Top of PROVIDED DATA

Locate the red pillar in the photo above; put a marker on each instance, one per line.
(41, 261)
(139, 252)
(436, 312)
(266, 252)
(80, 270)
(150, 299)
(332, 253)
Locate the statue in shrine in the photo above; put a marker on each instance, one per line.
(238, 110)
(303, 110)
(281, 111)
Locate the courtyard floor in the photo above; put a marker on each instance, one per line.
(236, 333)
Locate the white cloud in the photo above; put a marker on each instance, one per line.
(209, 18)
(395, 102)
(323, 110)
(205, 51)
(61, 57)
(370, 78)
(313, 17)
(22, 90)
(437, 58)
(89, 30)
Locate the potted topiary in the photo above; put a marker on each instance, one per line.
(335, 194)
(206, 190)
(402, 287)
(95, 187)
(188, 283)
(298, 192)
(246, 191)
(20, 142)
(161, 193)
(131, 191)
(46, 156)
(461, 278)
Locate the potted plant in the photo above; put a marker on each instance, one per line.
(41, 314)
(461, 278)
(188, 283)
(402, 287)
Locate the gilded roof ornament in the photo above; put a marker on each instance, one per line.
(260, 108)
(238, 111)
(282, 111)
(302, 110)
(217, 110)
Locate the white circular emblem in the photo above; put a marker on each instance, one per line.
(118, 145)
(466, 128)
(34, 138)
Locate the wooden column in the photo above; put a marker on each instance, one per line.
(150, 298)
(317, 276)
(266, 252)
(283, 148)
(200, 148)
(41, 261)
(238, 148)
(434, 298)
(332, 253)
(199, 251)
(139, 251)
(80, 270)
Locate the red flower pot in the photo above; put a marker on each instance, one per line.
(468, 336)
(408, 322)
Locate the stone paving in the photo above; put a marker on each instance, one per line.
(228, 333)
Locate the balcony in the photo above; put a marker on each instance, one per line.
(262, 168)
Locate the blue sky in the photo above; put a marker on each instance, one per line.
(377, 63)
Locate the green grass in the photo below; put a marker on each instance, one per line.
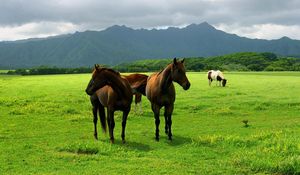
(3, 71)
(46, 128)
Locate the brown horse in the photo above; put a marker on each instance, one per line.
(108, 89)
(161, 92)
(138, 85)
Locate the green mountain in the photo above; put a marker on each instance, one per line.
(119, 44)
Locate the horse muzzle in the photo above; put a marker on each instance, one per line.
(187, 86)
(89, 92)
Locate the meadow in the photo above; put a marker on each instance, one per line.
(46, 127)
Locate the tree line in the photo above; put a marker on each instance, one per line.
(245, 61)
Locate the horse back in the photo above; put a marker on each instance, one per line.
(155, 94)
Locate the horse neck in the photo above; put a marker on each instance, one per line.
(118, 85)
(166, 79)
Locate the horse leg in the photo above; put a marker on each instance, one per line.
(135, 103)
(138, 101)
(168, 117)
(95, 121)
(166, 123)
(111, 124)
(124, 119)
(102, 118)
(155, 109)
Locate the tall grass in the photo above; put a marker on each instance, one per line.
(46, 128)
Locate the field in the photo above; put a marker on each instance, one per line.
(46, 128)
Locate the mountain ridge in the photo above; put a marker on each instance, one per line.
(120, 43)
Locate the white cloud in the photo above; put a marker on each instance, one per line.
(262, 31)
(260, 18)
(36, 30)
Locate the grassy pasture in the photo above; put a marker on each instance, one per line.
(46, 128)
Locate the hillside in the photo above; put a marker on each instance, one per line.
(119, 44)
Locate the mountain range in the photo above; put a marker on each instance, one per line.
(118, 44)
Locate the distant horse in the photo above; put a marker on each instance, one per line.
(108, 89)
(216, 75)
(138, 85)
(161, 92)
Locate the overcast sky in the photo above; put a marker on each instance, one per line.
(266, 19)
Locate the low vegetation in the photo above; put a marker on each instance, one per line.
(46, 127)
(246, 61)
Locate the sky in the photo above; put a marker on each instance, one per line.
(263, 19)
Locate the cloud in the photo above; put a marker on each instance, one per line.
(262, 31)
(100, 14)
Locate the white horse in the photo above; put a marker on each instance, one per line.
(216, 75)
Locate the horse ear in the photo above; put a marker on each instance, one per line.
(96, 66)
(175, 61)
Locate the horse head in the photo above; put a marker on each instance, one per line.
(224, 82)
(97, 81)
(178, 74)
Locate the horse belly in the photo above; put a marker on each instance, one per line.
(105, 95)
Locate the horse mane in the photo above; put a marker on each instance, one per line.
(164, 68)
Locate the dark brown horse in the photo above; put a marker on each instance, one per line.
(138, 85)
(108, 89)
(161, 92)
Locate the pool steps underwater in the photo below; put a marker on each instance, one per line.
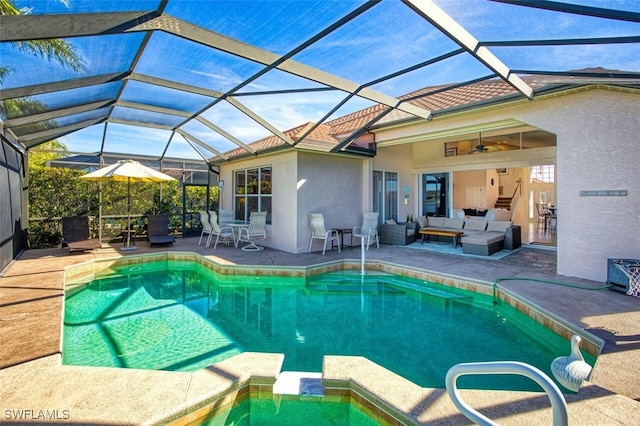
(353, 284)
(299, 383)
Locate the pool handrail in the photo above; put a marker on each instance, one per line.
(558, 403)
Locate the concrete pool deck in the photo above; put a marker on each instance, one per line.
(31, 301)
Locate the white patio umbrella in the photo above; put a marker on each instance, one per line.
(127, 171)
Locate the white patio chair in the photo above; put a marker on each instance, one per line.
(319, 232)
(256, 229)
(368, 230)
(225, 232)
(206, 227)
(225, 216)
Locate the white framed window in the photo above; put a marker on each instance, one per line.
(252, 192)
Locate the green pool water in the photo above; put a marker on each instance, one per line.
(290, 412)
(180, 316)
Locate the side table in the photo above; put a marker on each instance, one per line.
(341, 233)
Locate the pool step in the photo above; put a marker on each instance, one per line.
(299, 383)
(428, 290)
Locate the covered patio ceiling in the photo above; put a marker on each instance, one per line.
(185, 80)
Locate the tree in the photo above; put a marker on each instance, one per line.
(50, 50)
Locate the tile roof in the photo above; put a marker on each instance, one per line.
(437, 99)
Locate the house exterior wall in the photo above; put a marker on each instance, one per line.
(399, 159)
(284, 171)
(303, 183)
(596, 149)
(334, 186)
(13, 204)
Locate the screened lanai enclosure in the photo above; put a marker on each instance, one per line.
(192, 85)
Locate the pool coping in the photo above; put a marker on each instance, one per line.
(373, 402)
(590, 343)
(97, 395)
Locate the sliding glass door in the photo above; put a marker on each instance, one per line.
(385, 195)
(435, 194)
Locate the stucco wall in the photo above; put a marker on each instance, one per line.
(597, 138)
(399, 159)
(305, 182)
(283, 218)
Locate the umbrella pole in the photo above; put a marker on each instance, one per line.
(128, 212)
(128, 246)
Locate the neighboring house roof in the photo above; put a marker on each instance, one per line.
(438, 99)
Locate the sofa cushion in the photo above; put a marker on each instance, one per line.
(499, 225)
(435, 221)
(423, 222)
(502, 214)
(453, 223)
(478, 225)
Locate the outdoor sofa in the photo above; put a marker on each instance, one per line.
(480, 236)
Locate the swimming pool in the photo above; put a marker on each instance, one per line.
(182, 316)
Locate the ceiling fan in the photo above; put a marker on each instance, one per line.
(480, 147)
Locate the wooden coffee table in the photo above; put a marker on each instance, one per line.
(443, 233)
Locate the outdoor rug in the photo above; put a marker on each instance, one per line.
(447, 248)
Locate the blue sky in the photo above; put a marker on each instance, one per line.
(386, 38)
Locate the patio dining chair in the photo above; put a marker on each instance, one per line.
(75, 234)
(368, 230)
(256, 229)
(226, 232)
(318, 232)
(158, 230)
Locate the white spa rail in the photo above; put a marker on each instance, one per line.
(558, 404)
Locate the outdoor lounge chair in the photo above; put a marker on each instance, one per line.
(206, 227)
(256, 229)
(368, 230)
(158, 230)
(75, 234)
(319, 232)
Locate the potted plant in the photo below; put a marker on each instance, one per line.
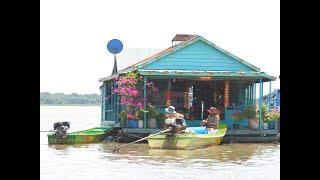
(123, 117)
(152, 115)
(161, 118)
(251, 114)
(237, 116)
(127, 88)
(273, 117)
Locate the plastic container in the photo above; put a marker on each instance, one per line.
(199, 130)
(152, 123)
(133, 123)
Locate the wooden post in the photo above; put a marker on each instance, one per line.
(226, 94)
(269, 102)
(260, 104)
(145, 101)
(168, 94)
(255, 95)
(103, 99)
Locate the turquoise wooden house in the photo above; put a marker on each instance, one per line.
(192, 75)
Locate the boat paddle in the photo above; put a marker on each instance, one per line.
(116, 149)
(47, 131)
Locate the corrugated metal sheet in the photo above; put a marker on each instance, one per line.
(198, 56)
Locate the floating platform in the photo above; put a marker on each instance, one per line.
(232, 135)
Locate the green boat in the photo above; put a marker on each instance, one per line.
(93, 135)
(186, 141)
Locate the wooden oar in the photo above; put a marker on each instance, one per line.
(116, 149)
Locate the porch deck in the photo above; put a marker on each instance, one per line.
(232, 136)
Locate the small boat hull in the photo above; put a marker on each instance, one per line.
(186, 141)
(93, 135)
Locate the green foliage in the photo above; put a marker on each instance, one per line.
(74, 98)
(248, 113)
(153, 113)
(161, 116)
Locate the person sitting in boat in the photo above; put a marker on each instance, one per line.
(212, 120)
(175, 120)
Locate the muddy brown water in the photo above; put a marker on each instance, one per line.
(137, 161)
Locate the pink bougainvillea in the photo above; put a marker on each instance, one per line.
(128, 87)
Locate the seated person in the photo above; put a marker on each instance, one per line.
(179, 121)
(212, 120)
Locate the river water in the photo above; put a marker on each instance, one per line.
(96, 161)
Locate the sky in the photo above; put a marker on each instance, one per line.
(74, 35)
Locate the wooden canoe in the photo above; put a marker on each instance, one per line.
(186, 141)
(93, 135)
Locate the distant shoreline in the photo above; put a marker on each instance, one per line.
(69, 104)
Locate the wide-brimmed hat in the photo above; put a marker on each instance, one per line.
(213, 110)
(170, 109)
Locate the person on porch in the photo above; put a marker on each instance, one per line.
(212, 120)
(177, 120)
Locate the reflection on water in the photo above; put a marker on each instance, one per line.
(137, 161)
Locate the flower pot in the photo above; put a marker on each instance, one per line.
(272, 125)
(236, 126)
(140, 123)
(160, 123)
(152, 123)
(253, 124)
(133, 123)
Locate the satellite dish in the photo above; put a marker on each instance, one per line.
(114, 46)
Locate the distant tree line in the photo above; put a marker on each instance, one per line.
(74, 98)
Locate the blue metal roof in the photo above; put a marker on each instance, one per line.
(196, 57)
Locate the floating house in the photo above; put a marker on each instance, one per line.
(192, 75)
(273, 99)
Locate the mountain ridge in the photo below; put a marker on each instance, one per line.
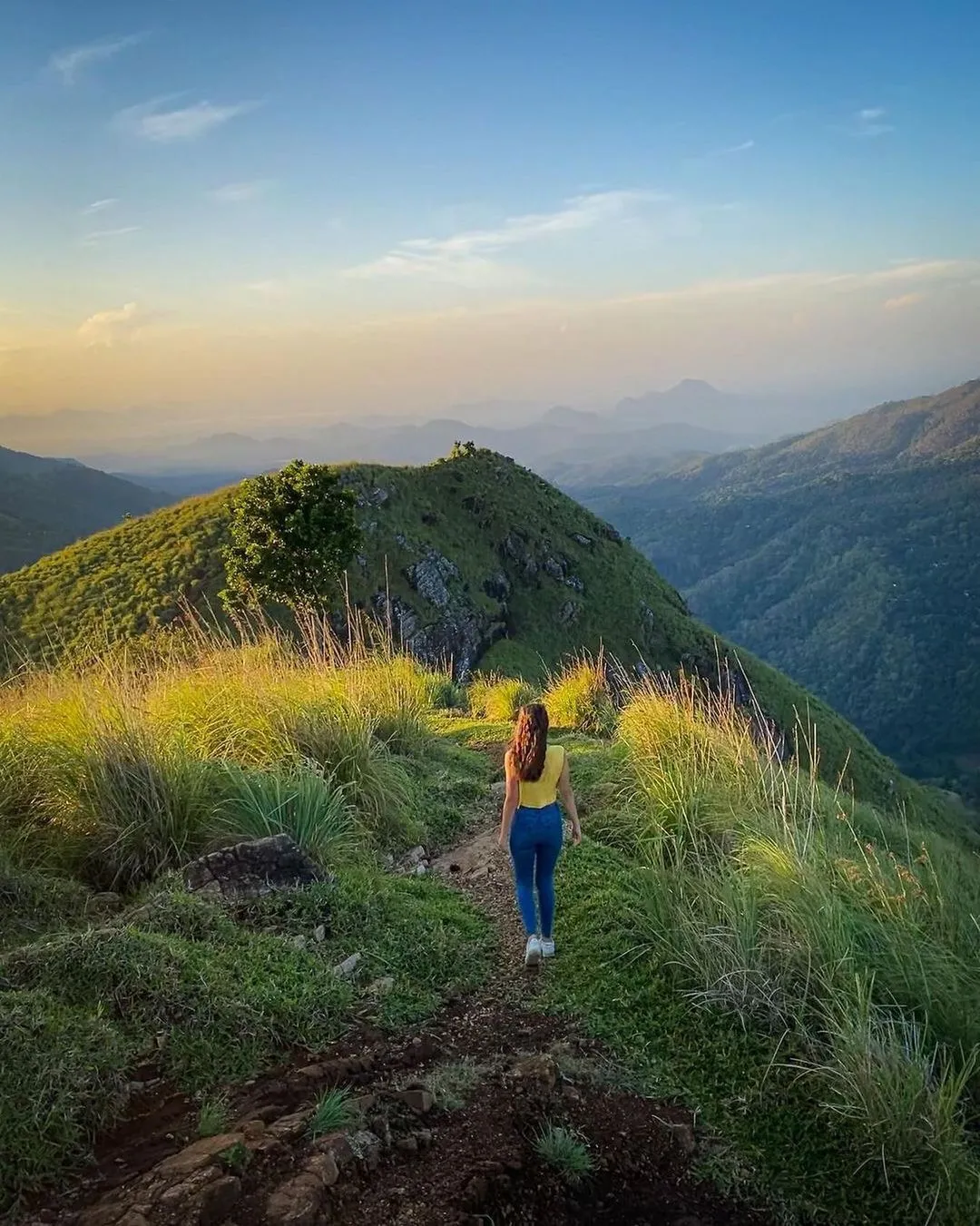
(845, 558)
(45, 504)
(471, 558)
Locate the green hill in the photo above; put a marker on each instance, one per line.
(45, 504)
(473, 559)
(848, 558)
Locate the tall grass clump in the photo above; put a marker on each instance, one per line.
(303, 802)
(579, 698)
(766, 895)
(497, 698)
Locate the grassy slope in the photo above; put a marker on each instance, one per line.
(45, 504)
(130, 579)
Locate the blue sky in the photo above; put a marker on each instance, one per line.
(181, 178)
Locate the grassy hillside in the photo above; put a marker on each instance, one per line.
(474, 561)
(798, 968)
(848, 559)
(45, 504)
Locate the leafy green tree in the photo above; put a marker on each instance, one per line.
(292, 534)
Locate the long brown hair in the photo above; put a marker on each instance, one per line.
(530, 742)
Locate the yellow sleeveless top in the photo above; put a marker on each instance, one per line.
(543, 792)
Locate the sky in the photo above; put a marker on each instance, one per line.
(259, 210)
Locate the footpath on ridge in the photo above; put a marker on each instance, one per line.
(446, 1120)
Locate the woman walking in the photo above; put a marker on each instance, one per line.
(536, 774)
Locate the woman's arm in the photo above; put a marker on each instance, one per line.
(512, 795)
(568, 799)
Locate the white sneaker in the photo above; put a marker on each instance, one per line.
(533, 953)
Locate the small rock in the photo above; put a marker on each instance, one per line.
(368, 1148)
(540, 1068)
(348, 966)
(198, 1155)
(337, 1144)
(419, 1101)
(217, 1199)
(289, 1127)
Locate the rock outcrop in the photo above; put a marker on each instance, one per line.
(251, 869)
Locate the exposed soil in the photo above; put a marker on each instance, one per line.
(412, 1162)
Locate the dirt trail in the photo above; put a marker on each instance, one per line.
(412, 1162)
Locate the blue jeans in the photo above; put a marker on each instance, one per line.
(535, 846)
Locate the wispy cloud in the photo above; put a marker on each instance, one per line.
(72, 63)
(870, 122)
(733, 149)
(466, 258)
(96, 237)
(109, 328)
(100, 206)
(903, 300)
(153, 122)
(240, 192)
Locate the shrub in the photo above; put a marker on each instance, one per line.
(303, 802)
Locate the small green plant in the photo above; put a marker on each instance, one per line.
(564, 1150)
(578, 698)
(452, 1084)
(334, 1113)
(498, 698)
(236, 1158)
(212, 1116)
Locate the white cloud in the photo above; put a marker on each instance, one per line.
(238, 192)
(151, 122)
(735, 149)
(870, 122)
(465, 258)
(100, 206)
(903, 300)
(109, 328)
(72, 63)
(107, 236)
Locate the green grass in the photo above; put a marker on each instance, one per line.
(565, 1152)
(334, 1111)
(572, 585)
(117, 778)
(799, 970)
(578, 698)
(498, 699)
(452, 1085)
(213, 1116)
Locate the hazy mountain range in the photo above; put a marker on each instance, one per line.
(691, 418)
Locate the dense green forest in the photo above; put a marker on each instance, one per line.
(45, 504)
(473, 561)
(847, 558)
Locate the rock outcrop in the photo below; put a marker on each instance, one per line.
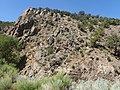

Bottom of PROVIDED DATA

EXERCISE BRIEF:
Repeat verbatim the lines from the one with "Locate the hazy" through the end of the listing above. Include both ends, add nothing, and exclude the pictures.

RESPONSE FOR THIS EXERCISE:
Locate the hazy mountain range in the photo above; put a marker on each instance, one per line.
(691, 418)
Locate the dense green forest in the photo above; put a marker on each instance, one per line.
(45, 504)
(473, 561)
(847, 558)
Locate the rock outcrop in the photo below; put a marker on each instance, one per line.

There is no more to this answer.